─── PAGE EXTRACT
32. As a matter of fact, a careful look at the provisions of the Act would show that in the entire Act, there is only one provision for Appeal. That provision is in Section 21, which provides for Appeal to the Bar Council as against the decision of the Trust Committee. The Trust Committee is vested with the powers to adjudicate any claim from any member of the fund to the benefit of the fund. Since such a power conferred upon the Trust Committee is something that may adversely affect the interest of a member of the fund, the Act provides for the remedy of Appeal under Section 21 against the decision of the Trust Committee to the Bar Council.

33. Apart from Section 21 of the Welfare Fund Act, there is no other provision in the Act, which provides for a remedy of Appeal or Revision. On the contrary, Section 13(3) speaks about the decision of the Bar Council to recognize an Association. The decision taken under sub-section (3) is declared by sub-section (4) to be final.

34. Arguments were advanced on both sides as to whether the expression "decision" appearing in sub-section (4) would correlate to a decision to grant recognition or whether it would include both a decision to grant and the decision to reject. But, we do not think that the expression "decision" appearing in Section 13(4) could be given a restrictive meaning. The power to grant recognition would automatically include a power to refuse. Section 13(3) uses the expression "the Bar Council may". Therefore, it means that the Bar Council is empowered to take a decision not to grant recognition.
──────
─── RECORDS SUPPLIED
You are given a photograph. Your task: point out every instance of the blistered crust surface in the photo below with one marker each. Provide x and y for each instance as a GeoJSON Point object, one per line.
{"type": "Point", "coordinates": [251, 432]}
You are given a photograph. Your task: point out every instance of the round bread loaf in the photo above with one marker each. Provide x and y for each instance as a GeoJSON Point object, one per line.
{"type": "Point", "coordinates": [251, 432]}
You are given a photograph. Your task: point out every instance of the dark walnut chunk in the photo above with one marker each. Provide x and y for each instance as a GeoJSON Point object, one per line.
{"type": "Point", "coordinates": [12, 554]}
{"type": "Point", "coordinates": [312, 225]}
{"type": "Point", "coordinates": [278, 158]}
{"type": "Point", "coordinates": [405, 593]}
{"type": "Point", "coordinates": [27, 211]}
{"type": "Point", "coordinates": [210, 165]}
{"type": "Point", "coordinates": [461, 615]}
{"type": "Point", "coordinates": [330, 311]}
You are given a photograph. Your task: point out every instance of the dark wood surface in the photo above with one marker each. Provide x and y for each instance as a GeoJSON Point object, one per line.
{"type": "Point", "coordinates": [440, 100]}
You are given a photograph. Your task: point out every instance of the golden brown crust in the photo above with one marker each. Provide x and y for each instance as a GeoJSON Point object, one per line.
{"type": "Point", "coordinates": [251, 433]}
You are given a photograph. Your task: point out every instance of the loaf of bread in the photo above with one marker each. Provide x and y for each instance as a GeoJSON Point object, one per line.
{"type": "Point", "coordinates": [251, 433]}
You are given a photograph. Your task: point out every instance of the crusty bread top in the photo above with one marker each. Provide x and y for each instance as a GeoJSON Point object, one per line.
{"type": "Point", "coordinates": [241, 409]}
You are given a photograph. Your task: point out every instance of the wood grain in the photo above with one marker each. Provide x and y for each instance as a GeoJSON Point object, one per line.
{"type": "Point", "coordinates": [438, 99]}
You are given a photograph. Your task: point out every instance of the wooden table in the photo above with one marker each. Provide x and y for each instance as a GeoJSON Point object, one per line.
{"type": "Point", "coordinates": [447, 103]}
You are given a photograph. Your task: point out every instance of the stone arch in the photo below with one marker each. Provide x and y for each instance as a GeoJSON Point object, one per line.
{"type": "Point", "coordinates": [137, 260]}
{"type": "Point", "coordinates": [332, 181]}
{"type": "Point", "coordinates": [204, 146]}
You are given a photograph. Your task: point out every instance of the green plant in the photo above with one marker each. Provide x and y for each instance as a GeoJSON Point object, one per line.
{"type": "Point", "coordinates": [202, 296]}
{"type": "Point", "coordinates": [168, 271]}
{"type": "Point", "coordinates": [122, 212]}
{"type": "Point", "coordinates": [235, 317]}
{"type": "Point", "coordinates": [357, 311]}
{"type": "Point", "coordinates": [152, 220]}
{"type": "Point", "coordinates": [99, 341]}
──────
─── RECORDS SUPPLIED
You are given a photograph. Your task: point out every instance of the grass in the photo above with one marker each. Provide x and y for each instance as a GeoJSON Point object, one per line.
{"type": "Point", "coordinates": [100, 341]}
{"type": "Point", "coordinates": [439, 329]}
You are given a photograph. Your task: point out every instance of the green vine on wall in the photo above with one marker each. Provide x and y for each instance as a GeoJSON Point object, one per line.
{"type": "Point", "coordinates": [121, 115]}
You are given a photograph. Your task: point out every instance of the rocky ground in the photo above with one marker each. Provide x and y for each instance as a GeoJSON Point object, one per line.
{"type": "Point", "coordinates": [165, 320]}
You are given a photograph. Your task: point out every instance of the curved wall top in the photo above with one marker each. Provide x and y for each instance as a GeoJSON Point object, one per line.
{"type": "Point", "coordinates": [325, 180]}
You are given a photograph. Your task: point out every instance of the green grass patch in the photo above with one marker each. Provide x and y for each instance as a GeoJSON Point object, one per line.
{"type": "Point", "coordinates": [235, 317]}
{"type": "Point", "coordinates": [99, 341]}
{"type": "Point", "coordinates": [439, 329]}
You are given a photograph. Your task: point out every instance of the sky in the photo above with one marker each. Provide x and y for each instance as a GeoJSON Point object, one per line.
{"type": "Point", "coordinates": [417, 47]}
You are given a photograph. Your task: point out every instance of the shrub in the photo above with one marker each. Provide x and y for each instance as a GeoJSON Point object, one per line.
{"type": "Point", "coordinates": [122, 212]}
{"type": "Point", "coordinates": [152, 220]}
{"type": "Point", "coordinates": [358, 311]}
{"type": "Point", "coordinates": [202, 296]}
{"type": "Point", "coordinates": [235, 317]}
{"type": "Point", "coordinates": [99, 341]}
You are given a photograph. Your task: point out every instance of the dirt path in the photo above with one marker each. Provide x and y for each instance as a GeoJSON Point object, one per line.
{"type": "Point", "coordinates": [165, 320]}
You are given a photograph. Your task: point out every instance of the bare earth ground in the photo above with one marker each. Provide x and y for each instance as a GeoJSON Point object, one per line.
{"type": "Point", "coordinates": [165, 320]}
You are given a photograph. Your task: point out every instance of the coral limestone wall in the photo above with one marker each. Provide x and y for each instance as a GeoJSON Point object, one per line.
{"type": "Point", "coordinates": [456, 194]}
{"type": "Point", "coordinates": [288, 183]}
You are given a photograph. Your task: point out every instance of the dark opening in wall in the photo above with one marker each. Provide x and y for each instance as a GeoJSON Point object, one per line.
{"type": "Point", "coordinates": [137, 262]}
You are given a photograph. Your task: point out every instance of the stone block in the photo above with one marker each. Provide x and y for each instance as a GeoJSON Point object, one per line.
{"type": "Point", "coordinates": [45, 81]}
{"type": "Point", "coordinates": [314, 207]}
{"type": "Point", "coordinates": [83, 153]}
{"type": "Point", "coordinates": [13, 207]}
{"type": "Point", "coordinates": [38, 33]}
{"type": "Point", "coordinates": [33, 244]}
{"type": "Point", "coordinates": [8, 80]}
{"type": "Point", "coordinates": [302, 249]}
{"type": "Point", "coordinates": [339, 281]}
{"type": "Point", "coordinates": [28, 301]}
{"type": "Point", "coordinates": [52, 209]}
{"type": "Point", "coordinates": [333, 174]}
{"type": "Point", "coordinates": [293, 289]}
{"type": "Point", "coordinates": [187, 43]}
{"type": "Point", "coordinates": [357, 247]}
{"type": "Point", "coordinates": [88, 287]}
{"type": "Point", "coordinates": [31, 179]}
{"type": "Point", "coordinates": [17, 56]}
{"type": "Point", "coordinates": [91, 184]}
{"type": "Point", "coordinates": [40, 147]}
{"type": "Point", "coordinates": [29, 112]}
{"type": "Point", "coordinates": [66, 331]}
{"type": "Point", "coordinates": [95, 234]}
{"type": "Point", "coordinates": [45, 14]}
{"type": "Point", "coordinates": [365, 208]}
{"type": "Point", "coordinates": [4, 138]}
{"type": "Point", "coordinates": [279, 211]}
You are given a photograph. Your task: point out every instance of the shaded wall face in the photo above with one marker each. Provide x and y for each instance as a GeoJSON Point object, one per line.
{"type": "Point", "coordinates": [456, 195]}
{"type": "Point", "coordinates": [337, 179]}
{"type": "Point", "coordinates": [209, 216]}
──────
* [TASK REQUIREMENTS]: In the judgment extract on the Welfare Fund Act, which section holds the Act's only provision for appeal, and to whom does that appeal go?

* [EXERCISE OUTPUT]: Section 21, which provides for an appeal to the Bar Council against the decision of the Trust Committee.